-- Exercise objective --
Reproduce the material verbatim, from the line containing "Roadside-survey request: point out the dirt" through the line containing "(1224, 546)".

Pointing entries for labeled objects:
┄┄┄┄┄┄

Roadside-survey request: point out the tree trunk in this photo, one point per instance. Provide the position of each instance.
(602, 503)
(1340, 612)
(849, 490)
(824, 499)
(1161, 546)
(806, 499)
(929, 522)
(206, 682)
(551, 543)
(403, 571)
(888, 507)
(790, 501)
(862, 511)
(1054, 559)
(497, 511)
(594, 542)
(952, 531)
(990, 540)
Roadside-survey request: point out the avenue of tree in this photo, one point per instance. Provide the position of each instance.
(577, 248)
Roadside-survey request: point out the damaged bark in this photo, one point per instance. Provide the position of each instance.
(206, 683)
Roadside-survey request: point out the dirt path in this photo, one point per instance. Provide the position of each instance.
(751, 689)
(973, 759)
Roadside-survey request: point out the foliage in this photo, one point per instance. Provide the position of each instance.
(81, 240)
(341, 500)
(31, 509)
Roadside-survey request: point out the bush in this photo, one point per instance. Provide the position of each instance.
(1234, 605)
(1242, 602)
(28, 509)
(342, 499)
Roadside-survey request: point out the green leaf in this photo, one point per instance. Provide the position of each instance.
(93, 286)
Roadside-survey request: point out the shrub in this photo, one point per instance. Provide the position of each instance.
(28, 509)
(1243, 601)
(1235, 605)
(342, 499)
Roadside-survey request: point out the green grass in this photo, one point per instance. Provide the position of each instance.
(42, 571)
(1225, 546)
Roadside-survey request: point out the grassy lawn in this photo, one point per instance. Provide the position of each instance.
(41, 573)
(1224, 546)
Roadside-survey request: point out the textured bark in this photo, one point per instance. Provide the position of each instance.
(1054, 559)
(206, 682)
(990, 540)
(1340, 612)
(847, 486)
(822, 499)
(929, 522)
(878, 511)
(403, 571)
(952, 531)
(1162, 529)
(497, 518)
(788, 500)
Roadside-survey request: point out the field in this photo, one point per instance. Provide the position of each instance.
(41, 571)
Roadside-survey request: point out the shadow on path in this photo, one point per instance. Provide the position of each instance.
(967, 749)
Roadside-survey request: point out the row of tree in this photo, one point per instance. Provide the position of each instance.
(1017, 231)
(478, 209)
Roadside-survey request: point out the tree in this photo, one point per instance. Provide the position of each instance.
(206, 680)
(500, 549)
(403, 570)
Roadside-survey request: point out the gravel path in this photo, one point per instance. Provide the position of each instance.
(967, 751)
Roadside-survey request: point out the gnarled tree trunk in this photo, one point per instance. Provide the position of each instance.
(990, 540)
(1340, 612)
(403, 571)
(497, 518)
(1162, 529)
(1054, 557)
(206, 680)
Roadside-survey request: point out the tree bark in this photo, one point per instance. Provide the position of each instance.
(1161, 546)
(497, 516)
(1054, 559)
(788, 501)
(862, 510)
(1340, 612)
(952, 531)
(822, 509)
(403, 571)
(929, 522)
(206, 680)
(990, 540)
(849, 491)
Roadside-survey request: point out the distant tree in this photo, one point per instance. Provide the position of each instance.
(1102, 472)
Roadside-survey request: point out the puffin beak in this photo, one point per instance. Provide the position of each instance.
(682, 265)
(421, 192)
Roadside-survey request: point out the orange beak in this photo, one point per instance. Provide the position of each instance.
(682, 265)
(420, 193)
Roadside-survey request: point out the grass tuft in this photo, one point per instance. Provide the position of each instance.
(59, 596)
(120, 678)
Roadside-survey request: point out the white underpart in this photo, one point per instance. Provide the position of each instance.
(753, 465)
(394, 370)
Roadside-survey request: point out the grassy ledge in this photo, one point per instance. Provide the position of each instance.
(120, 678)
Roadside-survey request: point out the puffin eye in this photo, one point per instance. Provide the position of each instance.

┄┄┄┄┄┄

-- Complete answer --
Roadside-survey request: point out the dirt path in this photo, one point per instance. Provide the position of each instance.
(751, 689)
(973, 759)
Roadside-survey request: point out the foliage in this photo, one point per instance. Provide the position of each instance.
(81, 240)
(341, 500)
(31, 509)
Roadside-survey request: point out the bush in this photo, one point per instance. Provide the position of each instance.
(1234, 605)
(1242, 602)
(28, 509)
(342, 499)
Roadside-survey request: point out the green leaf in this photo, one point per instance. Provide the position of each instance.
(93, 286)
Roadside-survey request: point out the shrub in this photo, one point per instance. Provide the position of each instance.
(28, 509)
(1243, 601)
(1235, 605)
(342, 499)
Roadside-survey request: point out the green grass in this photo, one point per instance. Provide the position of each instance.
(42, 571)
(1225, 546)
Roadside-survey request: point out the grassy lawn in this photo, one point per instance. Provide the position of each instance.
(41, 573)
(1224, 546)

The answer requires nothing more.